### SET EXERCISE
Can you transcribe the entries word for word, from the very first line through the line that contains "129,113 -> 274,176", with that line included?

### DATASET EXCERPTS

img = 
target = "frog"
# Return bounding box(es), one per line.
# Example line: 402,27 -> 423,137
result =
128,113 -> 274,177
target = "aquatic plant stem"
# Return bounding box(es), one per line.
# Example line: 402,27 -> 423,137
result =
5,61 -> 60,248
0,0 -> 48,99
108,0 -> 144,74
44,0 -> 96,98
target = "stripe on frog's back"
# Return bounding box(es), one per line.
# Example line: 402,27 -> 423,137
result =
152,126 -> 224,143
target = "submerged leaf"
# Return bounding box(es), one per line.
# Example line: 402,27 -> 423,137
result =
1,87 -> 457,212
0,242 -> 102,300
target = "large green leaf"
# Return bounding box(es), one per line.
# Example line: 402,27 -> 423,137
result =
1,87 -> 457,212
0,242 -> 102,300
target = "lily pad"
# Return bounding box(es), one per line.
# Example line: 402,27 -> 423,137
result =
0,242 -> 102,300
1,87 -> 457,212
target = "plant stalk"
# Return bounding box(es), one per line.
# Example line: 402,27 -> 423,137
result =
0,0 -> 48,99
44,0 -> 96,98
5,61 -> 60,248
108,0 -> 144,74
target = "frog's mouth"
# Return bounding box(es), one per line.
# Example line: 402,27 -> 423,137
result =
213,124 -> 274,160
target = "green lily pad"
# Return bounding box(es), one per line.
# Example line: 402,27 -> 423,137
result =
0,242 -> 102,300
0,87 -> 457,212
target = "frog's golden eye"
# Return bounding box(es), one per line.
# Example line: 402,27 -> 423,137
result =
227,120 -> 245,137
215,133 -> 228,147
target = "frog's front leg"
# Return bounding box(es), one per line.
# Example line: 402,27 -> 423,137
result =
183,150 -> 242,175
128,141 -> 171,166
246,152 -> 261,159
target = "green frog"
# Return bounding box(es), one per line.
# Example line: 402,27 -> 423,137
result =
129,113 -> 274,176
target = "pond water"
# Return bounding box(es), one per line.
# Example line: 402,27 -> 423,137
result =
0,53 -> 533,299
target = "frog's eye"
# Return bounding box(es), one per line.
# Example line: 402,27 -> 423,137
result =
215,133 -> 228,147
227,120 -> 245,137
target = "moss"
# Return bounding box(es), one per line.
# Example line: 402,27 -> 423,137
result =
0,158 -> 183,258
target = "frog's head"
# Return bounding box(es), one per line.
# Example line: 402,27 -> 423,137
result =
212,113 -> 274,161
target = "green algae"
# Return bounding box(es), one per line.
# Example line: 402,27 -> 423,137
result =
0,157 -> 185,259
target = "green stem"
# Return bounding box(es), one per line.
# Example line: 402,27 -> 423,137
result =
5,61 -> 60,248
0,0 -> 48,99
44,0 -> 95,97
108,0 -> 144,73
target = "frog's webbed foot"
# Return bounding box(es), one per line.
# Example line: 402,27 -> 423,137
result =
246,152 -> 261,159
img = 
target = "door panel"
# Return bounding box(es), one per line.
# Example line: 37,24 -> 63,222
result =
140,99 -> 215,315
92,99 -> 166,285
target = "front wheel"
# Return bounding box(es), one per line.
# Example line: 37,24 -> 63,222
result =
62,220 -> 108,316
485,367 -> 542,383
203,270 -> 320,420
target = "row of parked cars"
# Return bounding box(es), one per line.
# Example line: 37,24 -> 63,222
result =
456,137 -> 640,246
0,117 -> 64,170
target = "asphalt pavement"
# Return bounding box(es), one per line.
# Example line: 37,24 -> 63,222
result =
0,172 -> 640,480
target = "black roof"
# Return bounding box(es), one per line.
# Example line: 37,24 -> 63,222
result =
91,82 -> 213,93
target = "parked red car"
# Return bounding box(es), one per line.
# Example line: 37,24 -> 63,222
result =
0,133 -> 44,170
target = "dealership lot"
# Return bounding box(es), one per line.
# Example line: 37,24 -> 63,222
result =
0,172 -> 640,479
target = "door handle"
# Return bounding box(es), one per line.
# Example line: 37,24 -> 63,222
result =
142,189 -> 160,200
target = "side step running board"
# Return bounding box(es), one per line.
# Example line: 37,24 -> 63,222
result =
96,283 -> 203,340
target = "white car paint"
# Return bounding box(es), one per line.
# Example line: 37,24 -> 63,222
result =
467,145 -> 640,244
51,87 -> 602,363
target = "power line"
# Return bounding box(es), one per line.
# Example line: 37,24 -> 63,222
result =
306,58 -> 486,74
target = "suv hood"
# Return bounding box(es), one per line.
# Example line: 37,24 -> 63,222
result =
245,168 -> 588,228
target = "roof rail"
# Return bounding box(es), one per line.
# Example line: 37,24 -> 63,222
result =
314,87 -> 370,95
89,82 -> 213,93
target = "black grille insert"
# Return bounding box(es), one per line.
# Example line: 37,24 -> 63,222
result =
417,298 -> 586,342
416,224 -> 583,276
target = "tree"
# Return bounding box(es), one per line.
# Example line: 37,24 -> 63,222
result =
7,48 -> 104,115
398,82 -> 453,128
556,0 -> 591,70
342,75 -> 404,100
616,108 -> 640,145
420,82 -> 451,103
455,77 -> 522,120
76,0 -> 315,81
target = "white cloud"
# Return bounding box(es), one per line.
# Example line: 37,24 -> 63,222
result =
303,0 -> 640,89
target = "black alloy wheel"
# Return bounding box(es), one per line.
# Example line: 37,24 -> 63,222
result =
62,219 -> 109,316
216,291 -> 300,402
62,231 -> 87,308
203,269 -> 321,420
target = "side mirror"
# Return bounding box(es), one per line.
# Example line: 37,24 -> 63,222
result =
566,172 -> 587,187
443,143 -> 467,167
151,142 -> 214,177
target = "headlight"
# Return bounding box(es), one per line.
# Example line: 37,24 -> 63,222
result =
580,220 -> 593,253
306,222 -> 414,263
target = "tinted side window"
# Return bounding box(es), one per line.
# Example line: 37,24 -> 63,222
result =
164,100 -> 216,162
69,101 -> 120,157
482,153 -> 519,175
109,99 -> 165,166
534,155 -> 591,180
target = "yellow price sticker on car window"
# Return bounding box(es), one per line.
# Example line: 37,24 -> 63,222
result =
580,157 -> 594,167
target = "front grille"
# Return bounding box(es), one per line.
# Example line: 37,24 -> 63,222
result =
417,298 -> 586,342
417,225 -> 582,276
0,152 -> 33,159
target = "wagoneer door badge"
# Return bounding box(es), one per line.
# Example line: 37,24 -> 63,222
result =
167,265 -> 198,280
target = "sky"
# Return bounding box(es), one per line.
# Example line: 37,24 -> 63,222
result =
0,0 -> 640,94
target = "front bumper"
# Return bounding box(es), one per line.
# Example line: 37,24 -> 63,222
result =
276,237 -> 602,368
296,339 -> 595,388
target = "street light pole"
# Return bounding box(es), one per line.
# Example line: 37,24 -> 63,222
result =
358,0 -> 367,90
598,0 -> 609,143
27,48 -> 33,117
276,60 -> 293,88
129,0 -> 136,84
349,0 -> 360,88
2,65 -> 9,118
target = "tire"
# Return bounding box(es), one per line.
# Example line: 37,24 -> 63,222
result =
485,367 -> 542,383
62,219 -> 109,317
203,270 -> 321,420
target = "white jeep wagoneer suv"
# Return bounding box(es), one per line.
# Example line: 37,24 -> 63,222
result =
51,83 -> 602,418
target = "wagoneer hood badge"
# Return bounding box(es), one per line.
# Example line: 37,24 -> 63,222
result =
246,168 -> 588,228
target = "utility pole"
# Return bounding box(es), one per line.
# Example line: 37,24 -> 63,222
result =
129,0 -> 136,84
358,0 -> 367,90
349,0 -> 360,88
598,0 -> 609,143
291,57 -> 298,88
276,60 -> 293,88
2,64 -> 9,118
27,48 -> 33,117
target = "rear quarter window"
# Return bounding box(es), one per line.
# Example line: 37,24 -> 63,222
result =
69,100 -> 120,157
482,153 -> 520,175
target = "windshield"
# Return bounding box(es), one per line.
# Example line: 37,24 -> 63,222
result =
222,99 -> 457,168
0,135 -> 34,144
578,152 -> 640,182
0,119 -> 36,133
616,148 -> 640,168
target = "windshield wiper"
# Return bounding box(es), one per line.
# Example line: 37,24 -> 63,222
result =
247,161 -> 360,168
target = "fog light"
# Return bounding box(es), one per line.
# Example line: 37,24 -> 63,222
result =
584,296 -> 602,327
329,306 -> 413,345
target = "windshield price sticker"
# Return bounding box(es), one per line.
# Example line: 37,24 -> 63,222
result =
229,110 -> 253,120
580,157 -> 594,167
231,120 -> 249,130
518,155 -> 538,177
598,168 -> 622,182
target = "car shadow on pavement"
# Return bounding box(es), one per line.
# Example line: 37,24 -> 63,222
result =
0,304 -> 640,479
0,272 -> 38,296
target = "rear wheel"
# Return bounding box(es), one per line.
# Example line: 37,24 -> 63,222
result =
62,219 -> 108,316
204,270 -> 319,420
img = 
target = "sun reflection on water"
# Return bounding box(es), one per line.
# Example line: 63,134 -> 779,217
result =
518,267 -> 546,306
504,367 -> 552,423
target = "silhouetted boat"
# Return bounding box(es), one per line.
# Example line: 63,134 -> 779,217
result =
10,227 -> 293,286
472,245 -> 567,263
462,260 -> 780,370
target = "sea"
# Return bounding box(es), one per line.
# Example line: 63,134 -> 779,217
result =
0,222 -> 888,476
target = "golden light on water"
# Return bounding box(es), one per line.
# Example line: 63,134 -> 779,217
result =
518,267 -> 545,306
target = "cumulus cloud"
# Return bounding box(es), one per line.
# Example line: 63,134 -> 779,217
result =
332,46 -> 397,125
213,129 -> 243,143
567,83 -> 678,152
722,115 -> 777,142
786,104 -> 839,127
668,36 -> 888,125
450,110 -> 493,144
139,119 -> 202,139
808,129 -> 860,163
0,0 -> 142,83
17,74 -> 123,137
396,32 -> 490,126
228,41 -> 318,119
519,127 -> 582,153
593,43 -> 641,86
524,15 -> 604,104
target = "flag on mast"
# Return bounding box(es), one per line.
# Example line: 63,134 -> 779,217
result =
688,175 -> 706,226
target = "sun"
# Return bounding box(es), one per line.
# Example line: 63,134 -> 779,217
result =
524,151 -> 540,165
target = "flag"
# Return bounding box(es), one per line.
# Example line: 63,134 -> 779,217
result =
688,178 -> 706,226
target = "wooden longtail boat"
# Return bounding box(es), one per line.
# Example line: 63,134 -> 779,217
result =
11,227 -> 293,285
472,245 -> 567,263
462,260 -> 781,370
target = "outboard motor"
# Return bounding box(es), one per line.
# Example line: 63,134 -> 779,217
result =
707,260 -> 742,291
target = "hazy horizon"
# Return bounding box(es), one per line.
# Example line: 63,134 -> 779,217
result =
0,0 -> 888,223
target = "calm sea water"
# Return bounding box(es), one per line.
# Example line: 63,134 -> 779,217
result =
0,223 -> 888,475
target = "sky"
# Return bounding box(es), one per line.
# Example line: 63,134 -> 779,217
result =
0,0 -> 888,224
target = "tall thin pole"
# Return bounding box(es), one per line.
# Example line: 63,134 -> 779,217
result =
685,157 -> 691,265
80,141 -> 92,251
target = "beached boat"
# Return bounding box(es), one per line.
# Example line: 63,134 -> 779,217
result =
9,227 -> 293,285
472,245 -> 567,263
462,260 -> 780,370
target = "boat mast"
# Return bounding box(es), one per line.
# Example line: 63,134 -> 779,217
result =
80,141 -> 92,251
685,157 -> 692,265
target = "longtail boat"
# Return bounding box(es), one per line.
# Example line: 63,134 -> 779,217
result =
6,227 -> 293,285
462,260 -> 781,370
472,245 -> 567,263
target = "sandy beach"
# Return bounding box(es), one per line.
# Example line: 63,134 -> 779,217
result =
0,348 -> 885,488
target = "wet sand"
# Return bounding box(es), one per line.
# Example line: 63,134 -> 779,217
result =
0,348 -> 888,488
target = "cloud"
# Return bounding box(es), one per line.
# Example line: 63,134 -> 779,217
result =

### ANSWER TO THIS TASK
img = 
target = "frog"
# Return bounding box(es), one per line.
# Example line: 402,27 -> 423,137
result =
128,113 -> 274,177
target = "aquatic plant stem"
# Return bounding box(es), one per line.
# Example line: 402,27 -> 423,137
result =
5,61 -> 60,248
0,0 -> 48,99
108,0 -> 144,74
44,0 -> 96,98
target = "stripe on frog's back"
# Return bounding box(es), one per line.
# Example line: 402,27 -> 423,137
result =
152,126 -> 224,143
target = "submerged leaf"
# Return bounding box(es), one per line.
# Example line: 402,27 -> 423,137
result =
1,87 -> 457,212
0,242 -> 102,300
target = "large green leaf"
# Return bounding box(es), one per line.
# Example line: 402,27 -> 423,137
result =
1,87 -> 457,212
0,242 -> 102,300
target = "lily pad"
# Return bounding box(es), one per line.
# Example line: 402,27 -> 423,137
result =
0,242 -> 102,300
1,87 -> 457,212
target = "plant stalk"
# Return bounding box(es), one per line.
# Example line: 402,27 -> 423,137
result =
0,0 -> 48,99
44,0 -> 96,98
5,61 -> 60,248
108,0 -> 144,74
target = "frog's mouth"
# Return bounding box(es), one per line.
# Example line: 402,27 -> 423,137
result =
213,124 -> 274,160
target = "green lily pad"
# Return bounding box(es), one per line.
# Example line: 402,27 -> 423,137
result =
0,242 -> 102,300
0,87 -> 457,212
target = "frog's golden eye"
# Return bounding box(es), one per line.
# Example line: 402,27 -> 423,137
result =
227,120 -> 245,137
215,133 -> 228,147
target = "frog's front leg"
# Return bounding box(es), one per line.
# Example line: 402,27 -> 423,137
result =
183,150 -> 242,175
128,141 -> 171,166
246,152 -> 261,159
target = "green frog"
# Return bounding box(es), one per line.
# Example line: 402,27 -> 423,137
result =
129,113 -> 274,176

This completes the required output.